DATASET RECORDS –
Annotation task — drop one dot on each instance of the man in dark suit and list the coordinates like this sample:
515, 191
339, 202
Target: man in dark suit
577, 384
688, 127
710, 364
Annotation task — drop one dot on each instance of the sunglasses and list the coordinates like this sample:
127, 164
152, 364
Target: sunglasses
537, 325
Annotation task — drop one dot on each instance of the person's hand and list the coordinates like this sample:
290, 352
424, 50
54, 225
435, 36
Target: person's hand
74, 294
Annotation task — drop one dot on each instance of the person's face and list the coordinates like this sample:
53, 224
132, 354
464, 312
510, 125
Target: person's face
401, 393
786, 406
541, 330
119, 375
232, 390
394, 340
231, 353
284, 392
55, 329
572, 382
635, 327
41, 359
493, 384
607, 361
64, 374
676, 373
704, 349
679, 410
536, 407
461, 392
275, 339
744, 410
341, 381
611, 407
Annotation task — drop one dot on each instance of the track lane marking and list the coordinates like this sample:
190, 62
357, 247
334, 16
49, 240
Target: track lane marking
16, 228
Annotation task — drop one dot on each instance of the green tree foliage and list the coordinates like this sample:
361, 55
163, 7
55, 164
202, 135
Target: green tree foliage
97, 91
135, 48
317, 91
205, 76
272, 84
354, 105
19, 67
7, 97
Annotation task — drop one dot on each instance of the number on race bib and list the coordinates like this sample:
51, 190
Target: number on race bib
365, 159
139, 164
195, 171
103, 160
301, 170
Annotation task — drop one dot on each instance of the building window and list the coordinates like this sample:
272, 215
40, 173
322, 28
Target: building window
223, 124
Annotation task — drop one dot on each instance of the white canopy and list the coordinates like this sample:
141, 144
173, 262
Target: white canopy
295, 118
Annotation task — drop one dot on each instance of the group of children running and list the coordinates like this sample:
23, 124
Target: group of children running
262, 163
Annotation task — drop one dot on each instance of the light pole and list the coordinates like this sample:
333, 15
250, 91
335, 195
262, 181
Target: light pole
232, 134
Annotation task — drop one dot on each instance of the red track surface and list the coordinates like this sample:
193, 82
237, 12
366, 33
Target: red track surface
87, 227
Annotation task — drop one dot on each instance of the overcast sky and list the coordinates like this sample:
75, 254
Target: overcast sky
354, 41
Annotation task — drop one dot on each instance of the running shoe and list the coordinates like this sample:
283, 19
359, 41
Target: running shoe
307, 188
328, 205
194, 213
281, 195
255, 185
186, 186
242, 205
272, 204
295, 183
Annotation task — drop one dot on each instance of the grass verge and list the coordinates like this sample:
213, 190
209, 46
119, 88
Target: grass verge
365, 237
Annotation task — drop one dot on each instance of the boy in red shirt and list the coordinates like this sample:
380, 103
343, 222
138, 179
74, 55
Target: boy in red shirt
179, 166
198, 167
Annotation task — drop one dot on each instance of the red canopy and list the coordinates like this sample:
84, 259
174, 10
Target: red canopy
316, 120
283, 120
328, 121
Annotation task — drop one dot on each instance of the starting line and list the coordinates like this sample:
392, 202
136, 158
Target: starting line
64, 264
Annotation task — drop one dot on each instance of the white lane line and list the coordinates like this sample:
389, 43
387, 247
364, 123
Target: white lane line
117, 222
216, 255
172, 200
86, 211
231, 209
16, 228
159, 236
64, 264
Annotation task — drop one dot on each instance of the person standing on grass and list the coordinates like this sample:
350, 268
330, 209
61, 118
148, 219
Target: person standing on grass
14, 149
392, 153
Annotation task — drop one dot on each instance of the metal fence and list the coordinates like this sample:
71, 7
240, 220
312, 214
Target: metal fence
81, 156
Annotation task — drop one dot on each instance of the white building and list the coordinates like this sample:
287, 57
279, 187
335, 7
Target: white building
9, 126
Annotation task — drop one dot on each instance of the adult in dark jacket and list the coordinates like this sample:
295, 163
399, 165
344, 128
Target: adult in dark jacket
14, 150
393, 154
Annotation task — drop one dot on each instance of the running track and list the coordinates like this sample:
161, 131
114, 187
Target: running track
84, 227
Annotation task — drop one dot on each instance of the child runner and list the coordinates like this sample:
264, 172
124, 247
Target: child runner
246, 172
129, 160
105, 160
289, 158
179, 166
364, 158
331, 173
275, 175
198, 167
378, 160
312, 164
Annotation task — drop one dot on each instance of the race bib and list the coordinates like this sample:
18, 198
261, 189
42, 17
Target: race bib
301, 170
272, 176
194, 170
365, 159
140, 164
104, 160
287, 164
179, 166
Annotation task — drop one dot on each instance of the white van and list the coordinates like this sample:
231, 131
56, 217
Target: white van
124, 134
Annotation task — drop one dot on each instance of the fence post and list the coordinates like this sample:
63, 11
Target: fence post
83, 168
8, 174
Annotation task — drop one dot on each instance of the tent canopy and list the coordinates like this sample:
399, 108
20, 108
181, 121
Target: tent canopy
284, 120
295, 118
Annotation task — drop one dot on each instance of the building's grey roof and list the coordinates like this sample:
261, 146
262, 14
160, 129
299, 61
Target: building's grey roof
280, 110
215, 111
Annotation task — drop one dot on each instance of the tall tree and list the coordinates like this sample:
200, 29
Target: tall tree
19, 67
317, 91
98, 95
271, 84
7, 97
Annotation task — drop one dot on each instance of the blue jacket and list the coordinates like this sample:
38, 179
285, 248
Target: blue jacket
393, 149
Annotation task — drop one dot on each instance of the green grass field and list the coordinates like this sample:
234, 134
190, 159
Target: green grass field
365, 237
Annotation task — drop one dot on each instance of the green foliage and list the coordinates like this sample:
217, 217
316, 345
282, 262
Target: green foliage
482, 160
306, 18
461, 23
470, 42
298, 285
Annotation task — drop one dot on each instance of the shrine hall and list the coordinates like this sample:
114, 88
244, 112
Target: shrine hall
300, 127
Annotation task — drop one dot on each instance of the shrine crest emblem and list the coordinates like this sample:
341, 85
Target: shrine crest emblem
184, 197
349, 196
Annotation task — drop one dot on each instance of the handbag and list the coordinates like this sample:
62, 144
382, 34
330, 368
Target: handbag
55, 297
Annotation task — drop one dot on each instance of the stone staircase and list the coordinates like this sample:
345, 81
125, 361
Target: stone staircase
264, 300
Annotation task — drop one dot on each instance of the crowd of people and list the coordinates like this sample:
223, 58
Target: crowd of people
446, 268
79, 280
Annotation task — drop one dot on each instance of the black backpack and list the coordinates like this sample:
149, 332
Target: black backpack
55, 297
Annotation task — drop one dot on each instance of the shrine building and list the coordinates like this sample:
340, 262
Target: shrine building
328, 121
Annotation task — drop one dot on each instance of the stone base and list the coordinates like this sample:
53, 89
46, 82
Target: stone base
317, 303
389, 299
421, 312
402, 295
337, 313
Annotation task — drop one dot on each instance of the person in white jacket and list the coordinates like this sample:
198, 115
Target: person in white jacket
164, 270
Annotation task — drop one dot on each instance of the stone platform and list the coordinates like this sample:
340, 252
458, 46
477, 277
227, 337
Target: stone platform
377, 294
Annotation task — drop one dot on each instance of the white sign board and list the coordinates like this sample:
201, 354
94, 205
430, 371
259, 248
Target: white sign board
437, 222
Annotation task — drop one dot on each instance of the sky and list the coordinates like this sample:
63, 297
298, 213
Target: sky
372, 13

EXERCISE BRIEF –
Restate the data above word for word.

EXERCISE OUTPUT –
Annotation task — drop one dot on each instance of the man in dark suit and list the coordinates like this sample:
515, 191
339, 202
Target: man in dark suit
577, 384
688, 127
710, 364
Annotation task — drop one dot on each instance of the sunglasses and list the coordinates like this sample:
127, 164
152, 364
Target: sunglasses
537, 325
Annotation task — drop one dot on each instance of the person's hand and list the coordinates like this sample:
290, 352
424, 50
54, 225
435, 36
Target: person's hand
74, 294
Annotation task — drop one dot on each instance of the person's face and list the coordinates like this sample:
53, 224
132, 354
464, 312
510, 125
Target: person's face
401, 393
786, 406
541, 330
119, 375
232, 390
394, 340
231, 353
284, 392
55, 329
572, 382
635, 327
41, 359
493, 384
607, 361
64, 374
676, 373
704, 349
679, 410
536, 407
461, 392
275, 339
744, 410
341, 381
611, 407
Annotation task — drop one dot on each instance of the track lane marking and list the coordinates like this sample:
190, 62
357, 247
334, 16
49, 240
Target: track lane marking
16, 228
Annotation task — drop one dot on each instance of the green tree foliage and list the coordinates like this sample:
361, 55
163, 7
55, 164
202, 135
Target: green tree foliage
97, 91
135, 48
317, 91
205, 76
272, 84
354, 105
19, 67
7, 97
Annotation task — drop one dot on each instance of the number on race bib and list the coordinates like this sample:
51, 190
Target: number on race bib
365, 159
139, 164
195, 171
103, 160
301, 170
Annotation task — drop one dot on each instance of the building window and list the coordinates like this sample:
272, 215
40, 173
322, 28
Target: building window
223, 124
Annotation task — drop one dot on each instance of the white canopy and list the coordinates like this sample:
141, 144
173, 262
Target: white canopy
295, 118
Annotation task — drop one dot on each instance of the group of children running and list the coordinates like this sample:
23, 124
Target: group of children running
262, 163
Annotation task — drop one dot on each instance of the light pole and list the coordinates like this sample:
333, 15
250, 91
335, 195
262, 181
Target: light pole
232, 134
Annotation task — drop one dot on each instance of the red track surface and list the coordinates like this sample:
193, 82
237, 12
366, 33
Target: red track surface
87, 227
Annotation task — drop one dot on each instance of the overcast sky and list the coordinates like this sample:
75, 254
Target: overcast sky
354, 41
Annotation task — drop one dot on each instance of the running shoe and list the coordinates like this sample:
283, 19
359, 41
Target: running shoe
307, 188
328, 205
194, 213
281, 195
255, 185
186, 186
242, 205
272, 204
295, 183
Annotation task — drop one dot on each instance of the grass verge and list the coordinates like this sample:
213, 190
209, 46
119, 88
Target: grass verge
365, 237
Annotation task — drop one dot on each instance of the boy in red shirt and list the coordinates like this sample:
380, 103
343, 222
138, 179
74, 55
Target: boy in red shirt
179, 166
198, 167
Annotation task — drop one dot on each instance of the red canopy and list the coordinates like this sample:
84, 259
174, 10
Target: red canopy
316, 120
283, 120
328, 121
Annotation task — drop one dot on each instance of the starting line and list the coordinates like this sample:
392, 202
136, 158
Target: starting line
64, 264
Annotation task — drop one dot on each instance of the white lane line and list the coordinates like this sample:
389, 43
387, 247
364, 123
Target: white lane line
117, 222
216, 255
172, 200
86, 211
231, 209
16, 228
159, 236
64, 264
Annotation task — drop one dot on each instance of the person standing on grass and list the coordinates like this sample:
350, 268
330, 209
61, 118
148, 219
Target: person standing on grass
14, 149
392, 153
Annotation task — drop one dot on each instance of the metal fence and list the coordinates like this sample:
71, 7
240, 220
312, 214
Target: metal fence
81, 156
Annotation task — drop one dot on each instance of the white building and list the coordinates like this sample:
287, 57
279, 187
335, 7
Target: white building
9, 126
Annotation task — drop one dot on each instance of the adult in dark jacket and list the coordinates like this sample:
295, 163
399, 165
344, 128
Target: adult in dark jacket
14, 150
393, 154
Annotation task — drop one dot on each instance of the running track and list the coordinates like this sample:
161, 131
114, 187
Target: running track
84, 227
Annotation task — drop one dot on each instance of the child runner and list the coordinates like this sample:
264, 172
124, 247
Target: child runner
246, 172
129, 160
105, 160
289, 158
179, 166
364, 158
331, 173
275, 175
198, 167
378, 160
312, 164
Annotation task — drop one dot on each instance of the race bib and list the coordinates like this sample:
18, 198
261, 189
42, 17
Target: race bib
301, 170
272, 176
194, 170
365, 159
140, 164
104, 160
287, 164
179, 166
Annotation task — drop one dot on each instance of the white van and list the coordinates like this sample:
231, 131
56, 217
Target: white van
124, 134
Annotation task — drop one dot on each instance of the fence post and list the coordinates like this sample:
63, 11
Target: fence post
83, 168
8, 174
Annotation task — drop one dot on each instance of the tent canopy and list the coordinates like this sample:
399, 108
20, 108
181, 121
Target: tent canopy
284, 120
295, 118
Annotation task — drop one dot on each instance of the building's grey roof and list the coordinates like this sample:
261, 146
262, 14
160, 129
299, 61
Target: building's grey roof
280, 110
215, 111
Annotation task — drop one dot on each instance of the tall tree and list the coordinates like this sample:
200, 29
Target: tall tree
19, 67
317, 91
98, 95
271, 84
7, 97
Annotation task — drop one dot on each instance of the blue jacket and list the coordinates like this sample:
38, 179
285, 248
Target: blue jacket
393, 149
Annotation task — drop one dot on each instance of the green grass field and list the coordinates like this sample:
234, 134
190, 159
Target: green grass field
365, 237
Annotation task — drop one dot on each instance of the green foliage and list the coordinates like this sample:
217, 217
316, 345
282, 262
Target: green foliage
482, 160
306, 18
461, 23
470, 42
298, 285
Annotation task — drop one dot on each instance of the shrine hall and list the coordinates like this sample:
114, 88
244, 112
Target: shrine hall
300, 127
Annotation task — drop one dot on each instance of the shrine crest emblem and list the coordinates like this sample:
341, 85
Target: shrine crest emblem
184, 197
349, 196
Annotation task — drop one dot on each instance of the handbag and list the coordinates like this sample:
62, 144
382, 34
330, 368
Target: handbag
55, 297
Annotation task — drop one dot on each instance of the stone staircase and list the coordinates like this sample:
345, 81
125, 361
Target: stone staircase
264, 300
Annotation task — drop one dot on each instance of the crowd of people and list the coordinates like this sample:
223, 58
Target: crowd of people
446, 268
79, 280
Annotation task — drop one dot on each instance of the black backpack and list the coordinates like this sample:
149, 332
Target: black backpack
55, 297
Annotation task — drop one dot on each instance of the shrine building and list the coordinates like this sample:
340, 262
Target: shrine building
328, 121
Annotation task — drop one dot on each instance of the stone base and list the coordinates like this sample:
53, 89
46, 82
Target: stone base
317, 303
389, 299
421, 312
402, 295
337, 313
Annotation task — drop one dot on each instance of the person in white jacket and list the coordinates like this sample:
198, 115
Target: person in white jacket
164, 270
Annotation task — drop one dot on each instance of the stone platform and list the coordinates like this sample:
340, 252
458, 46
477, 277
227, 337
Target: stone platform
377, 294
Annotation task — drop one dot on each instance of the white sign board and list the coordinates like this sample:
201, 354
94, 205
430, 371
259, 248
Target: white sign board
437, 222
Annotation task — drop one dot on each instance of the sky and list the coordinates like this sample:
63, 297
298, 213
Target: sky
372, 13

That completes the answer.